**Directions for this task:** Gather every line in the listing below that contains the string "asphalt", and reproduce each one in full.

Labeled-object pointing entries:
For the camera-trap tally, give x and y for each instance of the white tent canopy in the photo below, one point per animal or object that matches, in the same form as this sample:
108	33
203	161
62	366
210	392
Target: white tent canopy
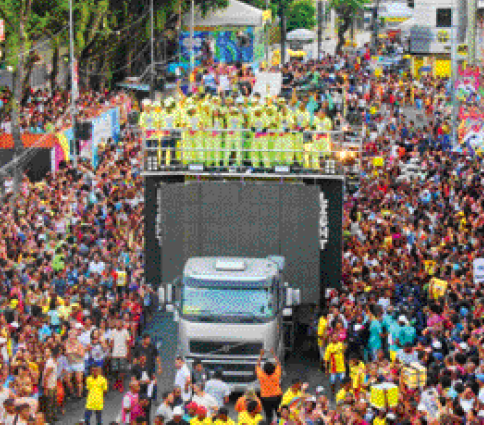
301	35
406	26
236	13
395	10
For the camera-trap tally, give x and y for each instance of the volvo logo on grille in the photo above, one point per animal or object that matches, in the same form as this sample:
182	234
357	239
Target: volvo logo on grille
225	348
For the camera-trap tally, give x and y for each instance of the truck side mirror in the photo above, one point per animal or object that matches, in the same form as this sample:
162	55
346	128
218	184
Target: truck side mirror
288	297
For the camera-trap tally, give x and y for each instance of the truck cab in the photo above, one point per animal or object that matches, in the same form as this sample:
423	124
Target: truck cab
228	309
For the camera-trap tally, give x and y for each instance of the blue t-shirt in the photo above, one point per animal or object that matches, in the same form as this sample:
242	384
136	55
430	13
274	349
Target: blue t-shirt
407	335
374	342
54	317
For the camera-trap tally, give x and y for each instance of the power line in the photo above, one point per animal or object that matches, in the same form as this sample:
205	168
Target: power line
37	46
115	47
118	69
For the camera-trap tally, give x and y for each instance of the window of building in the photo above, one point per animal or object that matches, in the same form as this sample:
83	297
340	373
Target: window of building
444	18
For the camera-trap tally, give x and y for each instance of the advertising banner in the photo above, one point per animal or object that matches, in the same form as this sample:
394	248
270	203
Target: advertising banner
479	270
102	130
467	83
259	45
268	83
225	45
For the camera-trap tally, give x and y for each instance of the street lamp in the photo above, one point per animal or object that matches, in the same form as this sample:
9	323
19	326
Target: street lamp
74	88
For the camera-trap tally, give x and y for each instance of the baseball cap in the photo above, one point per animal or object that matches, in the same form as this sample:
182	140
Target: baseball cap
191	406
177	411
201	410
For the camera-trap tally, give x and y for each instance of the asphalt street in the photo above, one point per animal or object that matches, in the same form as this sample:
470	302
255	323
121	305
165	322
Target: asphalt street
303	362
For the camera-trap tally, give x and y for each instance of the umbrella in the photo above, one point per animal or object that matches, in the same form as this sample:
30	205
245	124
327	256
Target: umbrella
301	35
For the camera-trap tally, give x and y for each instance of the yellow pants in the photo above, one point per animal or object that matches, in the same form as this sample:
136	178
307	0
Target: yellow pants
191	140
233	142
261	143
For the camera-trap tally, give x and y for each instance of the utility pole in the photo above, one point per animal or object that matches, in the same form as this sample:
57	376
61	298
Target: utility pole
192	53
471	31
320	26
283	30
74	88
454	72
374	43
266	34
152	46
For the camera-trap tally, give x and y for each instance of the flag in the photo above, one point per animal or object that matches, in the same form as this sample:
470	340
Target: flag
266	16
* * *
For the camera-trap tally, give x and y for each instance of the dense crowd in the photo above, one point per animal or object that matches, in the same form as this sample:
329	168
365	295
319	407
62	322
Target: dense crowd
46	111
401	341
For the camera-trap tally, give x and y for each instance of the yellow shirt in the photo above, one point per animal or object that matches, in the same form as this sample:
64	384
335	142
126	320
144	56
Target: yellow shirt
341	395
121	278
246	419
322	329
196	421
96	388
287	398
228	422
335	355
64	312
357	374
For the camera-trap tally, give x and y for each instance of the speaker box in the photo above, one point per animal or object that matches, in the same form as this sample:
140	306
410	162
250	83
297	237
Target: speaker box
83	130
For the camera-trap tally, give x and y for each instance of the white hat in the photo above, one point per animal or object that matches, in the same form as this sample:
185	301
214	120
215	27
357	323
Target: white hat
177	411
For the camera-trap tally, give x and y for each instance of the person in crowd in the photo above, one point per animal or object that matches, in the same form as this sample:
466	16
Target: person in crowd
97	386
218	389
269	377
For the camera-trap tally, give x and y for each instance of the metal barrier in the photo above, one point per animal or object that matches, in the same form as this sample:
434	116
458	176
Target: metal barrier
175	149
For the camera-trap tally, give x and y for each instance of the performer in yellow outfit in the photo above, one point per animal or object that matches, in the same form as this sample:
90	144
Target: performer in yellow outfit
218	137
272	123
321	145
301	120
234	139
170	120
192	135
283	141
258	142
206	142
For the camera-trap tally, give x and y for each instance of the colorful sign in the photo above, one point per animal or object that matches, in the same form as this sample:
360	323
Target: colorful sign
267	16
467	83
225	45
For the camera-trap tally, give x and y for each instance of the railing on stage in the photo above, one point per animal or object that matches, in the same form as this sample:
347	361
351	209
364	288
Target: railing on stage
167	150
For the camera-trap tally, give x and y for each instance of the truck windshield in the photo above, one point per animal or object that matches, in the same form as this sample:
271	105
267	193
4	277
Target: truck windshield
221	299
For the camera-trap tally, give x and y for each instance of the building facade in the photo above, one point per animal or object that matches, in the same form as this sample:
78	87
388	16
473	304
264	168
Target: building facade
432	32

**Result for this exercise:**
For the camera-trap tally, give x and y for each instance of the asphalt street in the photo above, one point per animal or object that matches, in the same form as this sample:
Target: asphalt street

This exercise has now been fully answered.